- _TASK TO COMPLETE_: When a line in the entries below contains the word "bird", copy that line.

---*---

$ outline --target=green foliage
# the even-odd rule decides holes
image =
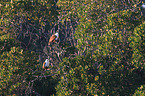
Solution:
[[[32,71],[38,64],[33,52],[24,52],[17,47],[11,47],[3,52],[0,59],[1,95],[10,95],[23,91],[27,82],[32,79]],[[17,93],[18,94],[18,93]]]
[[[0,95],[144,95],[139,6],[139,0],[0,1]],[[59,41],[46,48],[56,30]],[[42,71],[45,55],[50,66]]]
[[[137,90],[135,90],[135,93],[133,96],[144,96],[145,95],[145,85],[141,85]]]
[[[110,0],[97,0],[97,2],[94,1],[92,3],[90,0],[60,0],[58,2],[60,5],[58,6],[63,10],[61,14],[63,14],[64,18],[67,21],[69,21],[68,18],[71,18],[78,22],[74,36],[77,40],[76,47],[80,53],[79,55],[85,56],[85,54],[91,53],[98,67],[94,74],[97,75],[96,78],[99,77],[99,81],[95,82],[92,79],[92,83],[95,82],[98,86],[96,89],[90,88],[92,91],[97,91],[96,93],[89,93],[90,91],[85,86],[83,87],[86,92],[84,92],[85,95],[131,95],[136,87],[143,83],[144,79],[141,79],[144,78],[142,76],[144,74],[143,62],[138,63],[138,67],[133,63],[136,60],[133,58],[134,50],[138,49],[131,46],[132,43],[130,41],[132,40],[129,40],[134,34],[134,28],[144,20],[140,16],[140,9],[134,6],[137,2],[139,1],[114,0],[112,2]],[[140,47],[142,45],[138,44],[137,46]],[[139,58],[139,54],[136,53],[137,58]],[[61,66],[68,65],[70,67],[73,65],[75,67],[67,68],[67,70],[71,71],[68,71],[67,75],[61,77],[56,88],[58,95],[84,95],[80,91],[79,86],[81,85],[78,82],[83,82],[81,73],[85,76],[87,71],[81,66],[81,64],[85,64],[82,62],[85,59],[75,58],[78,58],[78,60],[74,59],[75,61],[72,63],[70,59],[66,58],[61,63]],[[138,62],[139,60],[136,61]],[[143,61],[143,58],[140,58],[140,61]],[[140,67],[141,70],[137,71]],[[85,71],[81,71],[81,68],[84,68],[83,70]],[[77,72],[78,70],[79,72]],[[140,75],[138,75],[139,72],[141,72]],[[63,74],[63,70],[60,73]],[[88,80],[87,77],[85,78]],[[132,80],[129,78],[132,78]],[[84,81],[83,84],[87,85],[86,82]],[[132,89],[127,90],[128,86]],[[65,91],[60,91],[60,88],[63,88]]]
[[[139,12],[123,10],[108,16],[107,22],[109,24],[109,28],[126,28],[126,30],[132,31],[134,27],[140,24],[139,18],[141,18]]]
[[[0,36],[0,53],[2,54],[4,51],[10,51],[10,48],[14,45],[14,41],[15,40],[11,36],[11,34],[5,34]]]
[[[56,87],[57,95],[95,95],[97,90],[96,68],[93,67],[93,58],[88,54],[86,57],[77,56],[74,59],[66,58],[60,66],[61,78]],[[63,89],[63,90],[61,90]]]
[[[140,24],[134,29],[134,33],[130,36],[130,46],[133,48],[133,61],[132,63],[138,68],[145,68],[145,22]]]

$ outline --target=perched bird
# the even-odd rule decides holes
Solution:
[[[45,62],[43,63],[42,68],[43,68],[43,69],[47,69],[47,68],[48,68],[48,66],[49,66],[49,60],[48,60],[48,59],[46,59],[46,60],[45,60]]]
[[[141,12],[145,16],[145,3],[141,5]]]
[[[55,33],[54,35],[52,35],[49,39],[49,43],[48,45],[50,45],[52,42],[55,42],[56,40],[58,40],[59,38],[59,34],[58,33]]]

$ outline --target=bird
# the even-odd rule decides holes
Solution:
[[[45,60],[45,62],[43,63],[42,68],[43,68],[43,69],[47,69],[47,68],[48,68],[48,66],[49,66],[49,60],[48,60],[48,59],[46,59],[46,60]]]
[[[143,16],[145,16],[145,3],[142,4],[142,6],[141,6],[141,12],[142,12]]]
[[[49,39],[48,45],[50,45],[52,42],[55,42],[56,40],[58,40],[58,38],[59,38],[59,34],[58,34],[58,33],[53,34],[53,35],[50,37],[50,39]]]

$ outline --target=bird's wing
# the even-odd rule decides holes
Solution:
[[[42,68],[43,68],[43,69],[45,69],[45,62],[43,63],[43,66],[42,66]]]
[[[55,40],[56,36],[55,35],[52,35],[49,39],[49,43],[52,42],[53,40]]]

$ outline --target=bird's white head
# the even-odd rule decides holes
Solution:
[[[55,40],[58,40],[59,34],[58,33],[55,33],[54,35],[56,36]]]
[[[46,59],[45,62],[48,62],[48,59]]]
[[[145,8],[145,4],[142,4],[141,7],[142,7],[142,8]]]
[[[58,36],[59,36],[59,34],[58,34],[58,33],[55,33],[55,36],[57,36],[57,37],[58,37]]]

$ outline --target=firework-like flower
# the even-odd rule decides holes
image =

---*---

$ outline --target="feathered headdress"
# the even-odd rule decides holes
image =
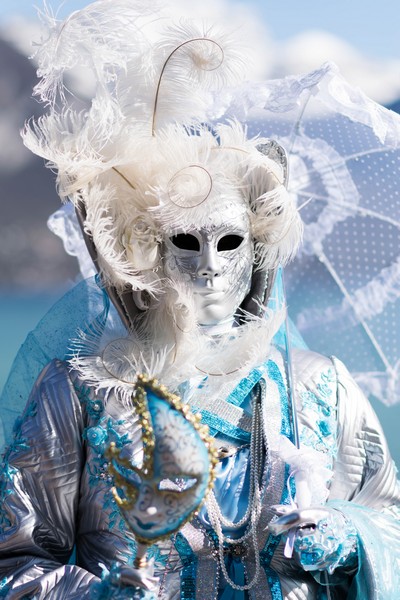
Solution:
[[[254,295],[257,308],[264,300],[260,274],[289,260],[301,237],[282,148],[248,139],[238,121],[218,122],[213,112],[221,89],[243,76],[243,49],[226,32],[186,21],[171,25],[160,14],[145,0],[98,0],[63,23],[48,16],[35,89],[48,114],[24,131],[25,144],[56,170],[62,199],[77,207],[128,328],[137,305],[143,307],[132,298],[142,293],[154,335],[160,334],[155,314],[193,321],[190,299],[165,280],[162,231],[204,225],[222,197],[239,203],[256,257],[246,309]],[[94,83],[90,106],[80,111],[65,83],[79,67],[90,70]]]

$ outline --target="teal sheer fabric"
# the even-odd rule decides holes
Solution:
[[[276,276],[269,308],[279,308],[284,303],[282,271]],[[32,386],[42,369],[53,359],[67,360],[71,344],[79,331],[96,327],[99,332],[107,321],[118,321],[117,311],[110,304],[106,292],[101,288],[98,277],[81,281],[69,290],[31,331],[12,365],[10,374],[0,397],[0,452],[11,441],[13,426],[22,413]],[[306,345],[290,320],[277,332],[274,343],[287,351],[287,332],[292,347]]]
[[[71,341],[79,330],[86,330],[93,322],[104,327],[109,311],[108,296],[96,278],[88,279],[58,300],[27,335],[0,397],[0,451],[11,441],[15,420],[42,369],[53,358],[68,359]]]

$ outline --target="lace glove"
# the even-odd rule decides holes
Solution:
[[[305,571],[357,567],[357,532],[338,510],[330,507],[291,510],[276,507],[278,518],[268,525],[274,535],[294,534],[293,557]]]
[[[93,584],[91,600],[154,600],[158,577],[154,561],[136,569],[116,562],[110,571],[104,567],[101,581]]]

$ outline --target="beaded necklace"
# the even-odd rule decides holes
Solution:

---*---

- _RESULT BELOW_:
$ outline --target=perched bird
$ outline --target=bird
$ outline --target=bird's wing
$ outline --target=bird's white head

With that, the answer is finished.